* Written request
Find each line in the items below that contains the word "shirt", matching case exactly, and copy every such line.

* Records shown

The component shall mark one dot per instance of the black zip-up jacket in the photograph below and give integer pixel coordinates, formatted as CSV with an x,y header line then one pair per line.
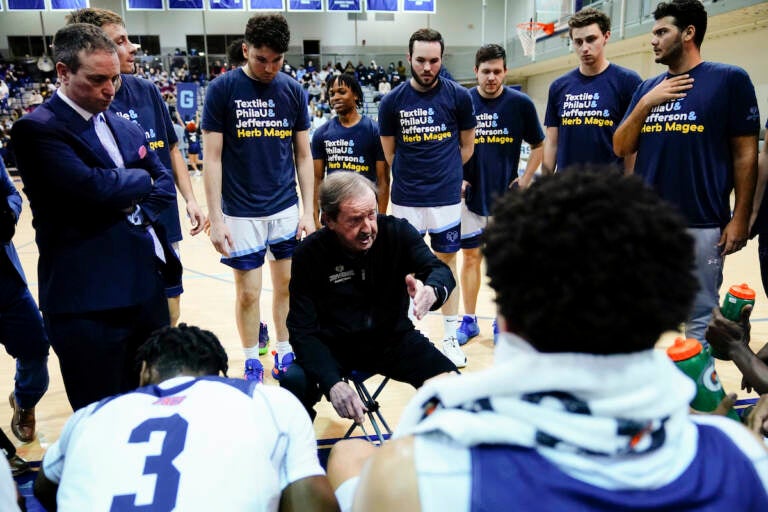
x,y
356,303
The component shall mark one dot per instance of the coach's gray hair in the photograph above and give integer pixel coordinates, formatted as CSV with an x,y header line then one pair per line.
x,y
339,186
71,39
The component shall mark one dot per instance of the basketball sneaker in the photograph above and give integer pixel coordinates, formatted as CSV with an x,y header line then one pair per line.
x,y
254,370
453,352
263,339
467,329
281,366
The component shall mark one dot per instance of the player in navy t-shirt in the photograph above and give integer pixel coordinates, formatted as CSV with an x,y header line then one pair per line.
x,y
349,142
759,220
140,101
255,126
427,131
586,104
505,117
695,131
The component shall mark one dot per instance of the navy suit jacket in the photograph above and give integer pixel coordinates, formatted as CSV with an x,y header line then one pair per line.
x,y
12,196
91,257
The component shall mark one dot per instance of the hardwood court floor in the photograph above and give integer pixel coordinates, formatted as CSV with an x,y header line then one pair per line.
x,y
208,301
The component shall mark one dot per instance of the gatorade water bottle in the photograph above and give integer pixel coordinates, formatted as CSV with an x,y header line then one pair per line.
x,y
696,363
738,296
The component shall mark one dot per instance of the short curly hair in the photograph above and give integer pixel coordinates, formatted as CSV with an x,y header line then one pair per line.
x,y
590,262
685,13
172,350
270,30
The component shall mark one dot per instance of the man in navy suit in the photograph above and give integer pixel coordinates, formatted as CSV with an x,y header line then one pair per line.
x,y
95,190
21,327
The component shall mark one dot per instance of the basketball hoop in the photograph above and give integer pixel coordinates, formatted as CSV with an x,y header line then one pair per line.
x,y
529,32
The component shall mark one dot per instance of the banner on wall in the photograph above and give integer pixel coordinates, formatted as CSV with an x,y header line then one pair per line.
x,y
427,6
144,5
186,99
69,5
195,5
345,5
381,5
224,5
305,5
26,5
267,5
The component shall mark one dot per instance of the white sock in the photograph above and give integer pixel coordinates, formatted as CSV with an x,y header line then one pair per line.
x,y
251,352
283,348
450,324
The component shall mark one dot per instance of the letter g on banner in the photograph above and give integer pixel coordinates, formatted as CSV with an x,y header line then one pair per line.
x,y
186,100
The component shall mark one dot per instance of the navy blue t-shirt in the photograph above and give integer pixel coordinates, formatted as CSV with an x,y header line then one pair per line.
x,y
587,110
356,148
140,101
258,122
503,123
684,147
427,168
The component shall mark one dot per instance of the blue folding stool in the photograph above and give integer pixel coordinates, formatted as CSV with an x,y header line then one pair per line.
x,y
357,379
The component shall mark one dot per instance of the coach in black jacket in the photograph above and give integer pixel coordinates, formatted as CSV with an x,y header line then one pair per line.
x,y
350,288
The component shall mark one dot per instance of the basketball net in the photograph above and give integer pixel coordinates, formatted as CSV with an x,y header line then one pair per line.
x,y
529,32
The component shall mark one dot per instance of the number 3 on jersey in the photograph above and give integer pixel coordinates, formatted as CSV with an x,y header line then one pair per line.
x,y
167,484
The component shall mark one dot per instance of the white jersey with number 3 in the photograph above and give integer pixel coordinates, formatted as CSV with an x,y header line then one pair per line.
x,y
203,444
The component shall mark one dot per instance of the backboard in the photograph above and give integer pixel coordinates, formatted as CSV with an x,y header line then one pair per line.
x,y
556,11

---

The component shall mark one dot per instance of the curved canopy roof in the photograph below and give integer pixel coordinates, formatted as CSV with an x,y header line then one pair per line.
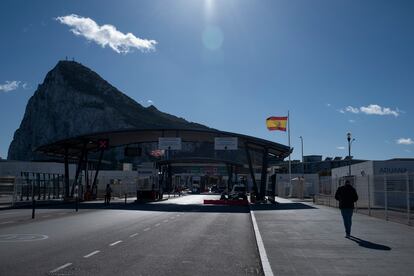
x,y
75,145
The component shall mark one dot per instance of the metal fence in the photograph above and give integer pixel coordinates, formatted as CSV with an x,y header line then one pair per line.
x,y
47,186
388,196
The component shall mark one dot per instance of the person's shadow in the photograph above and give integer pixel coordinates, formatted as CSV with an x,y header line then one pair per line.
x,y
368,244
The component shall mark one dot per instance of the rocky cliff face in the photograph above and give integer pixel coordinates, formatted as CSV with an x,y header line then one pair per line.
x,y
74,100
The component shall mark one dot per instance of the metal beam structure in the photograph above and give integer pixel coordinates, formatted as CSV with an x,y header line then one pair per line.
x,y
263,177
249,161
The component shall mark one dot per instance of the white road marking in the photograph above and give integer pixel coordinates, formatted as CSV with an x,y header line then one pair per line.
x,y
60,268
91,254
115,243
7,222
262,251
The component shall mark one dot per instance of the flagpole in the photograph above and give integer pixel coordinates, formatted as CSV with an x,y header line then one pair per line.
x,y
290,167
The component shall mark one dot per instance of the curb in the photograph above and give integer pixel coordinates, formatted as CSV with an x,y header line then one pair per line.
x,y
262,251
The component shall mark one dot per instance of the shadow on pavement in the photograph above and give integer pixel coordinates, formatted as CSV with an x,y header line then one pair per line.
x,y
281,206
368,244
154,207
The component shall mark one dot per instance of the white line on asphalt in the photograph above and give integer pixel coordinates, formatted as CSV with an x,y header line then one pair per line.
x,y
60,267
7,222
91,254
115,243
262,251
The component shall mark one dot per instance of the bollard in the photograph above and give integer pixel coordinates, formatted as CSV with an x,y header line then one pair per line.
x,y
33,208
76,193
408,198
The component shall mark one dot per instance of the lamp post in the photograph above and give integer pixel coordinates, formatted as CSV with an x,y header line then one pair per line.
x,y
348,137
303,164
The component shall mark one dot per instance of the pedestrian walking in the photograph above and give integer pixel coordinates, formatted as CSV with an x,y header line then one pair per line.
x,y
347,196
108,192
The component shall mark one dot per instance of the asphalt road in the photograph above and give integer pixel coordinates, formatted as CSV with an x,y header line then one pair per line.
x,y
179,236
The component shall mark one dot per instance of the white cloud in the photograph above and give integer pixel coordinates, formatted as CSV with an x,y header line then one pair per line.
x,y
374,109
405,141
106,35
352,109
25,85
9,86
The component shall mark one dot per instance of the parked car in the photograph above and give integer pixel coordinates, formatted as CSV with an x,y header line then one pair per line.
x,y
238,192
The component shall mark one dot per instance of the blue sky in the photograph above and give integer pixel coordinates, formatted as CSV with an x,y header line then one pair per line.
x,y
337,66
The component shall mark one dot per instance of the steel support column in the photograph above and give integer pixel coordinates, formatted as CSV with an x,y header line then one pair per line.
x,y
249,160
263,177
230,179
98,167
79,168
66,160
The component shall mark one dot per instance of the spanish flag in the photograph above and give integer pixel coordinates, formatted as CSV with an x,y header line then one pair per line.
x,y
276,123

* Solution below
The component shall mark one dot per instance of the player in navy t-shirt in the photograph above and give integer pixel coordinates, formatted as CSV with an x,y header line then one pair per line.
The component shall mark one dot per instance of the navy blue t-shirt in the photograph above and give integer pixel coordinates, formatted as CSV with an x,y header line then one pair per line.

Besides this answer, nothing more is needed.